> _EXTRACTED TEXT_

So I would happily join your attack on the powers that be. It suits them only too well to split a nation on public v. private sector pains and distract attention from the basic fact of peoples pure hardship and lives being ruined that was inflicted by no fault of our own. I dont belive that Brian Lenehan or Cowan gives a toss about whether people can afford to eat or not, they're wives cards arent being rejected at the supermarket till and their kids will get to go to college.


----------



## Dazzles (13 Apr 2009)

I too am public sector - the poor side of it though - so know exactly where you are coming from!  Not everyone in the public sector is sitting back and not feeling the pinch.  I have seen my hours cut, my pay cut and in the area I work in, due to the current situation, my job has become more difficult.  But I am glad to have job.  Its temp and unreliable though and don't know from one week to the next if I will still have a job.  But at moment its a job.  

But there is no doubt about it the public sector is admin heavy, many are over paid for what they do and there are/were too many perks.  For e.g. I went back to college to do a part time post grad.  I was not working in the public sector at the time. I paid all my own fees, worked up the time to attend college and used my holidays for study and exams.  While my fellow "public sector" classmates had their course paid for, got paid to attend college, got a certain amount of paid "study time" each week and also got paid study and exam leave.  We were all expected to get the same results!

> _REQUIRED TASKS_
1/ Update the stretch from "## Dazzles (13" through "moment its a job." in the forum thread on public sector cutbacks, putting "shifts cut" in place of "hours cut".
2/ Go on with the forum thread about public sector cutbacks from the point where it stops.
The source data isn't needed here.

(Source data)
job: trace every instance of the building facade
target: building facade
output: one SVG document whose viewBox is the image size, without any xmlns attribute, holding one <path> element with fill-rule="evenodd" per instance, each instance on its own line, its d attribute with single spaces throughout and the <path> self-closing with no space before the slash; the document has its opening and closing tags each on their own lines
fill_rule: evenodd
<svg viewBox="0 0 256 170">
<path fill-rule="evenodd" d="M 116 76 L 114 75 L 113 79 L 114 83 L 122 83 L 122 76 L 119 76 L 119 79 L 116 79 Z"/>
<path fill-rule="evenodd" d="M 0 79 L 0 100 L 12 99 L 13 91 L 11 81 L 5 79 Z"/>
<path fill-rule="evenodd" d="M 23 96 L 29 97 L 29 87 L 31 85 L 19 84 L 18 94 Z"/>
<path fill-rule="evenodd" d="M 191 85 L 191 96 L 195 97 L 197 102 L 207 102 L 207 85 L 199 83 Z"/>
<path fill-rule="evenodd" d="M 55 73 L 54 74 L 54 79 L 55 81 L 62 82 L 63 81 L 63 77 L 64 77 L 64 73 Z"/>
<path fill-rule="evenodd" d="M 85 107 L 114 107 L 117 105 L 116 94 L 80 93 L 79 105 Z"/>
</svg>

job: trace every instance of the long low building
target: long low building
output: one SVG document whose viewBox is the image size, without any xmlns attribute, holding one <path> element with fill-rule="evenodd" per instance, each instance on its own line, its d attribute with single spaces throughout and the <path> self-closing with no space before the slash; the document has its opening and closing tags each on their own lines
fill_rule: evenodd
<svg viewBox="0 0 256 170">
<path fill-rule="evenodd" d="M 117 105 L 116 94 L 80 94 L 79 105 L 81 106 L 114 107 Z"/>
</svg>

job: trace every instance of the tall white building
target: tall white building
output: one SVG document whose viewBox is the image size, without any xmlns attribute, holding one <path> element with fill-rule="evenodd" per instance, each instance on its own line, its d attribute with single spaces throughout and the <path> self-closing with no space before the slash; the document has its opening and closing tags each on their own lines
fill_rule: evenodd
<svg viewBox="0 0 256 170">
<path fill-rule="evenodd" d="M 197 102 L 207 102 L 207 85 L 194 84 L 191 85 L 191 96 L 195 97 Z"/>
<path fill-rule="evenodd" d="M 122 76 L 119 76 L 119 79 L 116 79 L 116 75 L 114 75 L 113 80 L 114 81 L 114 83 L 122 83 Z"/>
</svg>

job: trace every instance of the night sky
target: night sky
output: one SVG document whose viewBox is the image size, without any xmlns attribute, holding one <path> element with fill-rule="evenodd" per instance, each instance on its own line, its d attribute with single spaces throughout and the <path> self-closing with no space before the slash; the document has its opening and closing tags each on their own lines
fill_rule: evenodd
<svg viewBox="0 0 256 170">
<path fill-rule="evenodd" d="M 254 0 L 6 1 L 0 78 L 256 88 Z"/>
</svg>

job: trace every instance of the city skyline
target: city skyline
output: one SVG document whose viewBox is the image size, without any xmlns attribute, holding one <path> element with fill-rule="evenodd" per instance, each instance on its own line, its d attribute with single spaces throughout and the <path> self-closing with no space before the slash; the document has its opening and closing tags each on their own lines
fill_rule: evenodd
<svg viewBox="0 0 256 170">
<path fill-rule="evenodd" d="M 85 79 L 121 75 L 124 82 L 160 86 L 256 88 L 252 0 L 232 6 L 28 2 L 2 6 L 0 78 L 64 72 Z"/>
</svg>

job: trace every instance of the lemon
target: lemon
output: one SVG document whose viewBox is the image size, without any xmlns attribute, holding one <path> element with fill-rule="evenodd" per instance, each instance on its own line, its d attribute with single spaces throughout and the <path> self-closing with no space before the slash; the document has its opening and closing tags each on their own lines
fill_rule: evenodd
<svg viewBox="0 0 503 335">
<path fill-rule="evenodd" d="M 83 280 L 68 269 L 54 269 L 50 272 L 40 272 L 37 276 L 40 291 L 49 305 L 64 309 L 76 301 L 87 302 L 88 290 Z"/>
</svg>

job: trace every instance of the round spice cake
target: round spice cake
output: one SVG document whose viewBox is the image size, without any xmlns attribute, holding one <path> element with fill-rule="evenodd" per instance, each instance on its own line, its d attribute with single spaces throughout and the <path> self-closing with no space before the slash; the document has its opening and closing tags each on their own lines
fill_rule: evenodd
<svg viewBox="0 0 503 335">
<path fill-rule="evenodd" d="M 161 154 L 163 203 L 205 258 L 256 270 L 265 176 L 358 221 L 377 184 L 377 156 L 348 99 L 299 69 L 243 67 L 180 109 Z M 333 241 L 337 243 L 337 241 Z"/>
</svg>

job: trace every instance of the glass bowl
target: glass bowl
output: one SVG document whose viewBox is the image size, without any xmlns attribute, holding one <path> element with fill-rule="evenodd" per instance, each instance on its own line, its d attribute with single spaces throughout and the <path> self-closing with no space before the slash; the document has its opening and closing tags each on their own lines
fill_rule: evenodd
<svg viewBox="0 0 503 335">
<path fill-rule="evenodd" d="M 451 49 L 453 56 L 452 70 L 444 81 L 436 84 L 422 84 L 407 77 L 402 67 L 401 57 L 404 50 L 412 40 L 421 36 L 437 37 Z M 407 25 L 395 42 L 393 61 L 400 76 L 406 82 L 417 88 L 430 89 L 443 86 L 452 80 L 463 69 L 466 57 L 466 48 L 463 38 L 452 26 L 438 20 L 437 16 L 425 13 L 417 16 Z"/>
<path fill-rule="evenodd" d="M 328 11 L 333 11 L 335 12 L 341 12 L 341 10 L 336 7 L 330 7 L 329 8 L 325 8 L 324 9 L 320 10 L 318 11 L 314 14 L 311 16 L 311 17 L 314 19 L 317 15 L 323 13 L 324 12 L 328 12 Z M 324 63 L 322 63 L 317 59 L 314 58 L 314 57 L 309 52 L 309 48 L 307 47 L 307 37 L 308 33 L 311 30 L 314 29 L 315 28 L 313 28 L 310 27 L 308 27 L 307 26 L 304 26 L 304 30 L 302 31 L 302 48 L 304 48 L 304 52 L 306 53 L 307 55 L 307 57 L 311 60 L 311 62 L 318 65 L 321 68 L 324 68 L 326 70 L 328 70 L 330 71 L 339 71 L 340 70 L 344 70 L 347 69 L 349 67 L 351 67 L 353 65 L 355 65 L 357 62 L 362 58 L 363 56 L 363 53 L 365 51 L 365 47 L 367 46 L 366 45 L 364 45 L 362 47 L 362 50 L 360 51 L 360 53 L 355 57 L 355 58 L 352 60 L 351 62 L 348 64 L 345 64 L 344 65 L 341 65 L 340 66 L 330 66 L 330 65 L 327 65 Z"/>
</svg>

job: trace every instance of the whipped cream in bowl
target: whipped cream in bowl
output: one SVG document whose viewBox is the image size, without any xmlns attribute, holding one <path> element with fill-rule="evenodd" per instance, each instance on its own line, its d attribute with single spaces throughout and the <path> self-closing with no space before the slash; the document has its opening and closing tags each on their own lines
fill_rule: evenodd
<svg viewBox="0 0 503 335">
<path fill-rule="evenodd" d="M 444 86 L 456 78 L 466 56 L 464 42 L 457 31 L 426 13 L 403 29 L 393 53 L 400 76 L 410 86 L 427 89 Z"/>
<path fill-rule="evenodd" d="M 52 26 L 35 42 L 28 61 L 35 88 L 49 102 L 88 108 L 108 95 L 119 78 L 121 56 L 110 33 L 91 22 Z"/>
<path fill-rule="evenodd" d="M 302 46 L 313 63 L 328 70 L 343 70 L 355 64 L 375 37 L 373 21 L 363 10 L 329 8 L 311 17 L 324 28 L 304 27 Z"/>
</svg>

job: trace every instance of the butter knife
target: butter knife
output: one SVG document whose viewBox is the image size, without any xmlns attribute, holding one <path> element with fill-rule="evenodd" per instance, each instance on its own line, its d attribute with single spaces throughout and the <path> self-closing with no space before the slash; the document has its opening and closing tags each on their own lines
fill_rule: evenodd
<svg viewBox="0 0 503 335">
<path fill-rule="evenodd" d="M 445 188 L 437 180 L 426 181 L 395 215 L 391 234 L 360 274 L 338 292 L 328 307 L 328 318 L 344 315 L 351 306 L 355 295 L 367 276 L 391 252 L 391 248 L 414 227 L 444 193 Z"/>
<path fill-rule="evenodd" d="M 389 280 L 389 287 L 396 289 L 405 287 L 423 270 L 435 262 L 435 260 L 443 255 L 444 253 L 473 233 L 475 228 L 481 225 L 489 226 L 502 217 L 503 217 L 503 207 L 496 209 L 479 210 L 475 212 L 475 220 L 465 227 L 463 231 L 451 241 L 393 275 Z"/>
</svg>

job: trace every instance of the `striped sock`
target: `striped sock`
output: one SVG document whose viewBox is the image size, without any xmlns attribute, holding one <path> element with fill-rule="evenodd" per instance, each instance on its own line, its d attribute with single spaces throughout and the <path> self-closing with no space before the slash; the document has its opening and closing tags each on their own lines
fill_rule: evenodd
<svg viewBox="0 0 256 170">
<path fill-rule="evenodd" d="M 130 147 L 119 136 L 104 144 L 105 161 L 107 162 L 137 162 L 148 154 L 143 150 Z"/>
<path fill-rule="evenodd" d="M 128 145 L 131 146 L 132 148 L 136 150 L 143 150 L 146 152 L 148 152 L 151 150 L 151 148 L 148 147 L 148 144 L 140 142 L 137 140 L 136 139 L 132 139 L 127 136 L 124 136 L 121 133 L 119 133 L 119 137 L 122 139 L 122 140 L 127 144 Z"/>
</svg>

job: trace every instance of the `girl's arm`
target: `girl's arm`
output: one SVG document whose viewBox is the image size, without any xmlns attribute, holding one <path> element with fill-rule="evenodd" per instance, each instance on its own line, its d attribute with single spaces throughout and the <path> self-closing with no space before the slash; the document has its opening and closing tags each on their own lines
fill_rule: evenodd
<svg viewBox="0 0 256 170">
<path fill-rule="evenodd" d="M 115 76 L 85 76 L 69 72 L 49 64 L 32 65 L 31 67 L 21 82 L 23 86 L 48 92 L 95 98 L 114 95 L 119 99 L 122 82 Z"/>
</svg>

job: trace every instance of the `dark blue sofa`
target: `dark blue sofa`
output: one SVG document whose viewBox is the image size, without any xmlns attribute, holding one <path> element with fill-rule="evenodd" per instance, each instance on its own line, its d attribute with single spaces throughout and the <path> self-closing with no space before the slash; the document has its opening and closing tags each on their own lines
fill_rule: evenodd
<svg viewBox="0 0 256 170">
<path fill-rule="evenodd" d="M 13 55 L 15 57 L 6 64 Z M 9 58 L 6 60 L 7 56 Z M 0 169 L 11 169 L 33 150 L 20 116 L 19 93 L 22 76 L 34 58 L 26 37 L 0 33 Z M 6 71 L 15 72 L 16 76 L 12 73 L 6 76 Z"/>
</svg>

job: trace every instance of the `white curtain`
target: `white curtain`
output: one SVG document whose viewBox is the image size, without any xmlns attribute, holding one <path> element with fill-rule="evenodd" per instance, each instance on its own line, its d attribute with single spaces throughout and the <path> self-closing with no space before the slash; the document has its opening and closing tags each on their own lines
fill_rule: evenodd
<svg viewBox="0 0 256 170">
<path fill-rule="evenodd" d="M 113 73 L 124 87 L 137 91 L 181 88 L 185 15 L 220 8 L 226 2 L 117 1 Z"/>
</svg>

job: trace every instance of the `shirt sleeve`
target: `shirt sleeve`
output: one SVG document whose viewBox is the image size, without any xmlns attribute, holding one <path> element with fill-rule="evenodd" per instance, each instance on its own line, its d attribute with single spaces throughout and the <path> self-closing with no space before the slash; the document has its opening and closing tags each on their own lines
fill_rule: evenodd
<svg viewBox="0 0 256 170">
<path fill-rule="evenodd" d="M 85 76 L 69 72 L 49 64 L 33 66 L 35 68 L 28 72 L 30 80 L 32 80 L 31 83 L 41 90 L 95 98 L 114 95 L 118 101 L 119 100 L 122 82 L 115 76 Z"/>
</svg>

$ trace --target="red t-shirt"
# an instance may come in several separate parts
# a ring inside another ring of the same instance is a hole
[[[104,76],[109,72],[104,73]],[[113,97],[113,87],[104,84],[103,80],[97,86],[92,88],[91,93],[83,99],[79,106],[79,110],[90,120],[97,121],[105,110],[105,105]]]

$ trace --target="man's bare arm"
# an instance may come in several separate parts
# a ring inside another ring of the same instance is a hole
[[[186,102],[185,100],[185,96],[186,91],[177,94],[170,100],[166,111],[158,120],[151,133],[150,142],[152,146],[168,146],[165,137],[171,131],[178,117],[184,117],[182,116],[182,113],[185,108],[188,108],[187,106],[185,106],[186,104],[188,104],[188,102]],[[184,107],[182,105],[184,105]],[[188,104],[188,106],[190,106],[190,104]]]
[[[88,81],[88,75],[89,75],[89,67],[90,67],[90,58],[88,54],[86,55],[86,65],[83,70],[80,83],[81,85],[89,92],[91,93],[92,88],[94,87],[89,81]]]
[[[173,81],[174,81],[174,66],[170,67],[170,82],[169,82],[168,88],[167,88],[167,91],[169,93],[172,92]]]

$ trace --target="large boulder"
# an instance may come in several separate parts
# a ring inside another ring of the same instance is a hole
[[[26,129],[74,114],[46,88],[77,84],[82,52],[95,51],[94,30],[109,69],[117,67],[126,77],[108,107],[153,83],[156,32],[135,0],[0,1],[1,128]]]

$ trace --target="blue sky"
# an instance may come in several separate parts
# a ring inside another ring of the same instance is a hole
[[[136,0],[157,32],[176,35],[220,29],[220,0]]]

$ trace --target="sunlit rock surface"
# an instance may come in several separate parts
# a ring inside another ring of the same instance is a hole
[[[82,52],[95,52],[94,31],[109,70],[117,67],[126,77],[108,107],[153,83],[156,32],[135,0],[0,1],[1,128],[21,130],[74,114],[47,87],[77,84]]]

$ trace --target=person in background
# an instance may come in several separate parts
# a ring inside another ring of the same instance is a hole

> _EXPECTED RESULTS_
1/
## Dazzles (13 Apr 2009)

I too am public sector - the poor side of it though - so know exactly where you are coming from!  Not everyone in the public sector is sitting back and not feeling the pinch.  I have seen my shifts cut, my pay cut and in the area I work in, due to the current situation, my job has become more difficult.  But I am glad to have job.  Its temp and unreliable though and don't know from one week to the next if I will still have a job.  But at moment its a job.

2/
Meanwhile my husband was breaking his back to make a living and pay taxes, PAYE, PRSI etc to help finance these "perks".  And now what does he get.....A big, fat, nothing!  It is no wonder there are so many of those who were self employed in a dire situation at the moment.  While breaks and relief for this and that were being given out, those who were self employed and creating employment got no breaks.  The government just took, took, took!  I am not talking about the big guys here.....I am talking about your average tradesman with a few lads working for them.  People said for years that the trades were milking it but if you did it all above board the overheads were crippling and while you made a living it was just that a living, a survival.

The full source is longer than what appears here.